- [Source records]:
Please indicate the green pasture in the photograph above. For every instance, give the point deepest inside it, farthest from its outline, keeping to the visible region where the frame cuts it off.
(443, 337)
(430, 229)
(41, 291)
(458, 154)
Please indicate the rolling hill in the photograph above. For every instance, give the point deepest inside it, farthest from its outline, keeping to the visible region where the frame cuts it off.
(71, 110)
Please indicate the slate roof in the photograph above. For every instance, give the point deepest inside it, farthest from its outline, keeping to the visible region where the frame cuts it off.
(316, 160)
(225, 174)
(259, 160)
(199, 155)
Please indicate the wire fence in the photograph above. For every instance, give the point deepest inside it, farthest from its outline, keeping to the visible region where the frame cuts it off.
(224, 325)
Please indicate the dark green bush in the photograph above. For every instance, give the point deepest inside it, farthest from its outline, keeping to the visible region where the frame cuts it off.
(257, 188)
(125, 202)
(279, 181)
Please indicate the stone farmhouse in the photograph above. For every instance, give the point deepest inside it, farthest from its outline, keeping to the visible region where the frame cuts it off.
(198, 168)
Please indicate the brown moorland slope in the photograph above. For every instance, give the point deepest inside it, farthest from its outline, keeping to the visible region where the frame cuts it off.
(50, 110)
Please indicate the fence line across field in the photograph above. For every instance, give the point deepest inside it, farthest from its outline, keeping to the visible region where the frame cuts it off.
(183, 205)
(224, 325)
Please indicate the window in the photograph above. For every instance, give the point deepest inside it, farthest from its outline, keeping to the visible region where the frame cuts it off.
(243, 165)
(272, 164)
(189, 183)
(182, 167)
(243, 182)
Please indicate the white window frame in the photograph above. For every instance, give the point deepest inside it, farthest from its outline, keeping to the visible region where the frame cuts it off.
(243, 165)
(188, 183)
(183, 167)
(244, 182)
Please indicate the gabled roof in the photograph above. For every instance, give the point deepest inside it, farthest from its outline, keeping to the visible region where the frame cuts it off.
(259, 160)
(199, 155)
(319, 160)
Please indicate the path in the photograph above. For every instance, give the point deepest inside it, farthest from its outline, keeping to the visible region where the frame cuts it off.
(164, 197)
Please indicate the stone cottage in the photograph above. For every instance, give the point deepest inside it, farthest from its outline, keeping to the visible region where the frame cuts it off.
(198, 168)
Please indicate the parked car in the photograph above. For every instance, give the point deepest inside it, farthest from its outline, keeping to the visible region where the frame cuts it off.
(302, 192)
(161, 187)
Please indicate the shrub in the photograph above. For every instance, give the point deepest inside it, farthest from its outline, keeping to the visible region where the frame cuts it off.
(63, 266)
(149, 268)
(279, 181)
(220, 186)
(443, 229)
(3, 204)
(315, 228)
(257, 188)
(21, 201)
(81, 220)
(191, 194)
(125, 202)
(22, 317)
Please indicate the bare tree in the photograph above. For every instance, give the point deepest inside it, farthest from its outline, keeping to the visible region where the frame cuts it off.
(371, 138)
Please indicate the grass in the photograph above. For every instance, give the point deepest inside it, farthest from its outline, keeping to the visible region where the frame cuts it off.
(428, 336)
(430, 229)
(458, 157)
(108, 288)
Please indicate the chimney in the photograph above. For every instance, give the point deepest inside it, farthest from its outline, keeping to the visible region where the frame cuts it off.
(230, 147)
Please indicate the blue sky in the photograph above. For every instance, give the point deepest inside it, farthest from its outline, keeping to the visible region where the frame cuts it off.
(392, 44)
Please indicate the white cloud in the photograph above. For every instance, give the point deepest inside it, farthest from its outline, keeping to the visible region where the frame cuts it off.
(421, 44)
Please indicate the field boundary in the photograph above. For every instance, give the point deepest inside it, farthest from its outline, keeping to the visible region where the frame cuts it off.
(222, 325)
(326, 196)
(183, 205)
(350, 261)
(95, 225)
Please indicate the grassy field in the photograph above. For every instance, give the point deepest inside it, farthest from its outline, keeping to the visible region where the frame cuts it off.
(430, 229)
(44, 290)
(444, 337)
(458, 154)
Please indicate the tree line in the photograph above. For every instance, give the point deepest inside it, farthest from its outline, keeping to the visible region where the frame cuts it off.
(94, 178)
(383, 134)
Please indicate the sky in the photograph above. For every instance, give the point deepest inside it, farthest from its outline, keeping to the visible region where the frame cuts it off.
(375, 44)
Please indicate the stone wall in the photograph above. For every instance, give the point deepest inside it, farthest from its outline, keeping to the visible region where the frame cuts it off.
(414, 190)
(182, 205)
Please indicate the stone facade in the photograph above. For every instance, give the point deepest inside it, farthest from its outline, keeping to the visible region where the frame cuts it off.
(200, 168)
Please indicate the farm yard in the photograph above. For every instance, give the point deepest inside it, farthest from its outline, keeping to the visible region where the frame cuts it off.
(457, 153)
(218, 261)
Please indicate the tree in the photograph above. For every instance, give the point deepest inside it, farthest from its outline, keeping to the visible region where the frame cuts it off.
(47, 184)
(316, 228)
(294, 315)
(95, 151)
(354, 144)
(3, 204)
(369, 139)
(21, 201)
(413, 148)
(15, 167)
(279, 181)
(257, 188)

- [Exercise instructions]: Reproduce each entry in the listing character for character.

- [Response below]:
Please indicate the green pasture in the photograph above. For every instance, give the point deepest inside it, farthest from its outline, keeping to the visible region where the frame cuts it off.
(443, 337)
(430, 229)
(41, 291)
(458, 154)
Please indicate the rolling hill in the photograph above. For every instance, give the point deepest inside it, farthest from its outline, keeping to the visible region where the frame cuts it off.
(71, 110)
Please indicate the slate roof in the photograph above. For every instance, give the point deepest inside it, farthest from its outline, keeping to the visible region where the frame cuts it off.
(316, 160)
(225, 174)
(259, 160)
(199, 155)
Please indicate the wire fence in the photograph above. For every instance, give the point deepest inside it, farthest from its outline, keeping to the visible region where the frame cuts it off.
(224, 325)
Please indicate the dark green bush in the photograph above. For every instance, give the point deepest inside it, farthest from its outline, keeping to the visible region where the frame cuts it off.
(257, 188)
(125, 202)
(279, 181)
Please indicate the stone farmhouse in the photograph above. For every instance, give the point deepest inside it, farthest from its outline, keeping to the visible region where the frame cuts it off.
(198, 168)
Please indicate the brown moorland slope in the photograph above. For every instance, give the point deepest inside it, farthest from its outline, keeping to the visible region where the frame cuts it off.
(50, 110)
Please indicate the fence line across field in the photograph above. For every instance, give the point deepest inside it, farthest from its outline, keeping to the visible region where the frame cuts it off.
(183, 205)
(224, 325)
Please indicate the window in the photograph above. For every instance, give the point deepest inside it, farthest from its outline, keeping to the visible region where the frame cuts it off.
(243, 165)
(272, 164)
(189, 183)
(182, 167)
(243, 182)
Please indicate the white window frame in the photograph above. For every instance, give the point deepest inside it, farthest from its outline, keeping to the visible region where the frame cuts it off.
(243, 165)
(188, 183)
(183, 167)
(244, 182)
Please indicate the gabled roof in the photograph above. For every instance, give the point deepest inside it, farthest from its outline, keeping to the visible region where the frame cuts it off.
(259, 160)
(199, 155)
(319, 160)
Please indicate the path in the photograph above. For every instance, give the point deepest inside it, farthest from its outline, keeping to the visible region where the frame cuts it off.
(164, 197)
Please indicate the stone cottage in the photograph above. For every instance, give the point deepest inside it, farthest from its outline, keeping to the visible region where the frame cuts it off.
(198, 168)
Please indicate the parked car in the photograph above. For every instance, give the point deepest inside it, farthest from its outline, keeping to the visible region where the frame cuts it off.
(302, 192)
(161, 187)
Please indicate the shrub in the photograph above. For every instance, give the point deepest inside it, farthest from its outline, keeping to the visible region where the frame cuts it off.
(63, 266)
(149, 268)
(279, 181)
(220, 186)
(443, 229)
(3, 204)
(315, 228)
(257, 188)
(21, 201)
(81, 220)
(191, 194)
(125, 202)
(22, 317)
Please indicate the bare tree in the photograph above. For every instance, give the point deepest inside it, farthest from its outline, keeping to the visible region where the frame cuts it off.
(371, 138)
Please indicate the grass in the photograph above. For every instance, give the point deepest inside it, farthest from its outline, keeping to the visible region where the frame cuts it off.
(428, 336)
(430, 229)
(458, 157)
(108, 288)
Please indicate the chimney in the photograph above. For every instance, give the point deepest inside it, farthest from its outline, keeping to the visible region where the frame cuts it off.
(230, 147)
Please indicate the blue sky in the photograph above. For every instance, give the point deepest inside it, farthest from its outline, keeping to the visible region where the frame cuts it off.
(392, 44)
Please indicate the white cloud in the photograph above. For every instance, give the point deepest inside it, farthest from its outline, keeping to the visible region where the frame cuts it off.
(421, 44)
Please indicate the field boundary in the photograph above. For every instance, give the point deepest inside it, farthest from its outline, keeping to the visible region where the frame cuts it off.
(222, 325)
(326, 196)
(183, 205)
(350, 261)
(95, 225)
Please indicate the grassy field in the photograph above. For every instance, give the point deepest inside it, farthest from its outline, keeping to the visible region where the frame cuts it off.
(430, 229)
(44, 290)
(444, 337)
(458, 154)
Please indicate the tree line in the photograph above. For every instance, give the point deepest inside it, farthest from its outline, keeping to the visible region where the frame cuts it off.
(94, 178)
(383, 134)
Please indicate the sky in the photograph above. For every instance, give the point deepest inside it, farthest from its outline, keeping to the visible region where the frame cuts it off.
(375, 44)
Please indicate the stone wall in the photograph above. For every instance, give the point deepest inside it, farthest from its outline, keeping to the visible region where the frame cuts it off.
(414, 190)
(182, 205)
Please indicate the stone facade in the photograph above. For every instance, give the point deepest inside it, farthest from its outline, keeping to the visible region where the frame cuts it off.
(200, 168)
Please indicate the farm yard in the photograph above. For every instance, give the point deepest inside it, farthest from its outline, keeping to the visible region where the frame cuts it off.
(457, 153)
(218, 261)
Please indicate the tree in the photograph above. For every instance, give the point deepest inside it, farthest from its outline, keeping to the visible region where the frame cuts it off.
(47, 184)
(316, 228)
(294, 315)
(95, 151)
(354, 144)
(3, 204)
(369, 139)
(21, 201)
(413, 148)
(15, 167)
(279, 181)
(257, 188)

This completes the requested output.